** start TASK DATA **

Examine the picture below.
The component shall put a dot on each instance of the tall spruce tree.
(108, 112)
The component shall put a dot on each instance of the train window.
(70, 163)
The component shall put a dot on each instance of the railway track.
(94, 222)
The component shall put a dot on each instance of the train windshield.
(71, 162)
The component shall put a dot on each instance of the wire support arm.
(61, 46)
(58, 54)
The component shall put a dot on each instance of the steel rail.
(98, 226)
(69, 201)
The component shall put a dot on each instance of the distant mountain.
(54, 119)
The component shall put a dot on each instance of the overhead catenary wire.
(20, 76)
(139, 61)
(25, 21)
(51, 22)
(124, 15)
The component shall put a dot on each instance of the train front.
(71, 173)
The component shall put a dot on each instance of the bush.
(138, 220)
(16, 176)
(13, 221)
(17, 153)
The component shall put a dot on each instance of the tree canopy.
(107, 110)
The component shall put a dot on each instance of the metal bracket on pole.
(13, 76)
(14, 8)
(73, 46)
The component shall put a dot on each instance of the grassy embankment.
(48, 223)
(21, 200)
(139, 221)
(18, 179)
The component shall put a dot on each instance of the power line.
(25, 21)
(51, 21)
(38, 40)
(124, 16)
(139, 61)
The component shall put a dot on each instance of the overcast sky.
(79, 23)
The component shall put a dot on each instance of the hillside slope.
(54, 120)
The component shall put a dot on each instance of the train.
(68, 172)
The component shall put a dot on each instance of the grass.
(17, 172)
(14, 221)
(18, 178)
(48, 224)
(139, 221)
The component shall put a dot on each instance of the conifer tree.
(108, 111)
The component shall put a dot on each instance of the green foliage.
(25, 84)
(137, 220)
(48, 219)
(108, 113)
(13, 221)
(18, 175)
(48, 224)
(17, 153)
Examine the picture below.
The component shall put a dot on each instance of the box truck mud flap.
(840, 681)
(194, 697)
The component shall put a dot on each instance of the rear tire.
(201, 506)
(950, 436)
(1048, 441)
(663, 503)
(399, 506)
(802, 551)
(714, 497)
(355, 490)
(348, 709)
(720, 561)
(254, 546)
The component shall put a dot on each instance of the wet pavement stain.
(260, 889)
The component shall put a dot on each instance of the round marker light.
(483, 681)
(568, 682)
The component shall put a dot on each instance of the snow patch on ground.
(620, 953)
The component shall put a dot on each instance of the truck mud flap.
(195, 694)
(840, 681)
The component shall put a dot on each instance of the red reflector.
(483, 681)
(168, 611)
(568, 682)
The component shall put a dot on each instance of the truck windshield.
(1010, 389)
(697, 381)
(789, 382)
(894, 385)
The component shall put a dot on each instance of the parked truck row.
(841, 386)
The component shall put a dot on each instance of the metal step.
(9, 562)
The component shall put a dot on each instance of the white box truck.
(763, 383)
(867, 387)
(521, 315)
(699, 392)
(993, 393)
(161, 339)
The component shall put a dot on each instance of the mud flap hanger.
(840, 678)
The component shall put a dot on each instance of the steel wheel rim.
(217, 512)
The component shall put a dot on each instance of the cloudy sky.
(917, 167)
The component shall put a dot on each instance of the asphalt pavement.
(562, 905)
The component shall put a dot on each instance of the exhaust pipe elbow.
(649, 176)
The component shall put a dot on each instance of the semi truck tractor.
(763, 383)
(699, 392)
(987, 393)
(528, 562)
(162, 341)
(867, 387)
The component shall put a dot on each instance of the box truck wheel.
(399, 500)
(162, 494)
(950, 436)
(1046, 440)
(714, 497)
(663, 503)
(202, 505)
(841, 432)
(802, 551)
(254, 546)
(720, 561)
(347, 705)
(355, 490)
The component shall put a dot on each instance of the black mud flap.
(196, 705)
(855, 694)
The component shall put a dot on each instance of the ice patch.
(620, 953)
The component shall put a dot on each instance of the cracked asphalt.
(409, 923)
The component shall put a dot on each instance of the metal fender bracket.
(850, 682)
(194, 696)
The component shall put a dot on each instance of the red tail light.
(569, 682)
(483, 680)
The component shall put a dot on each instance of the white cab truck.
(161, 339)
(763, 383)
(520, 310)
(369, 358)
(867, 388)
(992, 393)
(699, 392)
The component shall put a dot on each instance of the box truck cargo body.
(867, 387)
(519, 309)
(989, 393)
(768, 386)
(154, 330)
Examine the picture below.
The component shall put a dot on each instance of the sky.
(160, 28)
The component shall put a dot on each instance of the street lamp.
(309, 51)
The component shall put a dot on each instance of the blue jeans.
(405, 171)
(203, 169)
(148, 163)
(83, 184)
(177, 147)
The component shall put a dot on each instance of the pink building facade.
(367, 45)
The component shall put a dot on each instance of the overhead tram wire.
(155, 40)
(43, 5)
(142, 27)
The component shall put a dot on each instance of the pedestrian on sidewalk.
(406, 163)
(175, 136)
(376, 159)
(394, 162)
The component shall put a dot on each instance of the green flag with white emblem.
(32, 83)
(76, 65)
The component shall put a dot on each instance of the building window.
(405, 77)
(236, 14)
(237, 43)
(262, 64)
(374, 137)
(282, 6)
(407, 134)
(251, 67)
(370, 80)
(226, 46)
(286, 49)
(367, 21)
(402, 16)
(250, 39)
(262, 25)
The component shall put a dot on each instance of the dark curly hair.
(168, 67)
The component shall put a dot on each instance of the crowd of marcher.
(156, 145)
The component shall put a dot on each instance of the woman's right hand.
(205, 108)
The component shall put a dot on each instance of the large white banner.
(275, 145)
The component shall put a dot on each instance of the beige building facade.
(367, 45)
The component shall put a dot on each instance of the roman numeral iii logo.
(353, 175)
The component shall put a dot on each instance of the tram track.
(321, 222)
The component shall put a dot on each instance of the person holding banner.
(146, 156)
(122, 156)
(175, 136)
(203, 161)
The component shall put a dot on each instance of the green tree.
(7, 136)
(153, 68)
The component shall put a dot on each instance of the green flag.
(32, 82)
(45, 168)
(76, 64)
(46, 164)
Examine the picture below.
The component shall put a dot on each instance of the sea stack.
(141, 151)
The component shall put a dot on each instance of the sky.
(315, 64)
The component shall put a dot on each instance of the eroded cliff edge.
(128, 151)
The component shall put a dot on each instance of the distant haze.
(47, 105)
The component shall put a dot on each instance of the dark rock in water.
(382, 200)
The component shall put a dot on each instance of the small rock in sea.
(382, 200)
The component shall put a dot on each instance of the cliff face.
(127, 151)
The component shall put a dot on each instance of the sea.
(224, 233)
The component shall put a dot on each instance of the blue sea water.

** end TASK DATA **

GIVEN TASK:
Copy each of the rows above word for word, without changing, adding, or leaving out anything.

EXPECTED ANSWER:
Examine the picture below.
The component shall put a dot on each instance of the tall spruce tree.
(108, 112)
The component shall put a dot on each instance of the train window.
(70, 163)
The component shall put a dot on each instance of the railway track.
(94, 222)
The component shall put a dot on each instance of the train windshield.
(71, 162)
The component shall put a dot on each instance of the wire support arm.
(61, 46)
(58, 54)
The component shall put a dot on each instance of the steel rail.
(98, 226)
(69, 201)
The component shall put a dot on each instance of the distant mountain.
(54, 119)
The component shall put a dot on each instance of the overhead catenary wire.
(20, 76)
(139, 61)
(25, 21)
(51, 22)
(124, 15)
The component shall put a dot on each instance of the train front.
(71, 173)
The component shall put a dot on each instance of the bush.
(138, 220)
(16, 176)
(13, 221)
(17, 153)
The component shall put a dot on each instance of the tree canopy.
(107, 110)
The component shall put a dot on each instance of the metal bracket on pole.
(13, 76)
(14, 8)
(73, 46)
The component shall put a dot on each instance of the grassy embankment.
(48, 223)
(21, 200)
(139, 221)
(18, 179)
The component shall put a dot on each instance of the power line.
(25, 21)
(51, 21)
(38, 40)
(124, 16)
(139, 61)
The component shall put a dot on each instance of the overcast sky.
(79, 23)
The component shall put a dot on each instance of the hillside slope.
(54, 120)
The component shall put a dot on each instance of the train.
(68, 172)
The component shall put a dot on each instance of the grass.
(17, 172)
(14, 221)
(18, 178)
(48, 224)
(139, 221)
The component shall put a dot on each instance of the conifer tree.
(108, 111)
The component shall put a dot on each instance of the green foliage.
(25, 84)
(137, 220)
(48, 219)
(108, 113)
(13, 221)
(18, 175)
(48, 224)
(17, 153)
Examine the picture below.
The component shall put a dot on each instance of the box truck mud flap.
(840, 681)
(194, 697)
The component shall put a dot on each instance of the rear tire.
(201, 506)
(950, 436)
(1048, 441)
(663, 503)
(399, 506)
(802, 551)
(714, 497)
(355, 490)
(348, 709)
(720, 561)
(254, 546)
The component shall put a dot on each instance of the wet pavement stain.
(260, 889)
The component shall put a dot on each instance of the round marker light.
(483, 681)
(568, 682)
The component shall put a dot on each instance of the snow patch on ground.
(620, 953)
The component shall put a dot on each instance of the truck mud flap.
(195, 694)
(840, 681)
The component shall put a dot on each instance of the red reflector.
(483, 681)
(168, 611)
(568, 682)
The component shall put a dot on each instance of the truck windshield.
(1010, 389)
(697, 381)
(789, 382)
(894, 385)
The component shall put a dot on each instance of the parked truck row.
(841, 386)
The component shall put a dot on each instance of the metal step.
(9, 562)
The component shall put a dot on each instance of the white box truck.
(763, 383)
(867, 387)
(521, 315)
(699, 392)
(993, 393)
(161, 339)
The component shall put a dot on each instance of the mud flap hanger.
(840, 678)
The component shall put a dot on each instance of the steel wheel rim.
(217, 512)
The component shall put a dot on each instance of the cloudy sky.
(917, 167)
The component shall put a dot on each instance of the asphalt pavement.
(562, 905)
The component shall put a dot on each instance of the exhaust pipe elbow.
(649, 176)
The component shall put a dot on each instance of the semi truck tractor.
(763, 383)
(699, 392)
(987, 393)
(528, 562)
(162, 341)
(867, 387)
The component shall put a dot on each instance of the box truck wheel.
(399, 500)
(162, 494)
(950, 436)
(1046, 440)
(714, 497)
(663, 503)
(202, 505)
(841, 432)
(802, 551)
(254, 546)
(720, 561)
(347, 705)
(355, 490)
The component shall put a dot on each instance of the black mud flap.
(196, 705)
(855, 694)
The component shall put a dot on each instance of the ice patch.
(620, 953)
The component shall put a dot on each instance of the cracked asphalt.
(409, 923)
The component shall put a dot on each instance of the metal fender bracket.
(850, 682)
(194, 696)
The component shall put a dot on each instance of the red tail light.
(569, 682)
(483, 680)
The component shall put a dot on each instance of the white cab truck.
(161, 339)
(763, 383)
(520, 310)
(369, 358)
(867, 388)
(992, 393)
(699, 392)
The component shall put a dot on each instance of the box truck cargo body.
(867, 387)
(519, 309)
(989, 393)
(768, 386)
(154, 330)
Examine the picture below.
The component shall put a dot on each instance of the sky.
(160, 28)
The component shall put a dot on each instance of the street lamp.
(309, 51)
The component shall put a dot on each instance of the blue jeans.
(405, 171)
(203, 169)
(148, 163)
(83, 184)
(177, 147)
The component shall put a dot on each instance of the pink building facade.
(367, 45)
The component shall put a dot on each instance of the overhead tram wire.
(155, 40)
(43, 5)
(142, 27)
The component shall put a dot on each instance of the pedestrian on sidewalk.
(406, 163)
(175, 136)
(376, 159)
(394, 162)
The component shall put a dot on each instance of the green flag with white emblem.
(32, 83)
(76, 65)
The component shall put a dot on each instance of the building window.
(405, 77)
(236, 14)
(237, 43)
(262, 64)
(374, 137)
(282, 6)
(407, 134)
(251, 67)
(370, 80)
(226, 46)
(286, 49)
(367, 21)
(402, 16)
(250, 39)
(262, 25)
The component shall put a dot on each instance of the dark curly hair.
(168, 67)
The component shall put a dot on each instance of the crowd of marcher.
(156, 145)
The component shall put a dot on each instance of the woman's right hand.
(205, 108)
The component shall put a dot on each instance of the large white banner.
(275, 145)
The component shall put a dot on each instance of the beige building facade.
(367, 45)
The component shall put a dot on each instance of the roman numeral iii logo.
(353, 175)
The component shall put a dot on each instance of the tram track.
(321, 222)
The component shall put a dot on each instance of the person holding banner.
(146, 156)
(122, 156)
(175, 136)
(203, 161)
The component shall put a dot on each instance of the green tree.
(7, 136)
(153, 68)
The component shall put a dot on each instance of the green flag.
(32, 82)
(45, 168)
(76, 64)
(46, 164)
Examine the picture below.
The component shall put a dot on each instance of the sea stack.
(141, 151)
The component shall put a dot on each instance of the sky.
(315, 64)
The component shall put a dot on each instance of the eroded cliff edge.
(128, 151)
The component shall put a dot on each instance of the distant haze.
(47, 105)
The component shall put a dot on each instance of the dark rock in water.
(382, 200)
The component shall put a dot on each instance of the small rock in sea.
(382, 200)
The component shall put a dot on each instance of the cliff face.
(127, 151)
The component shall put a dot on each instance of the sea.
(224, 233)
The component shall put a dot on each instance of the blue sea water.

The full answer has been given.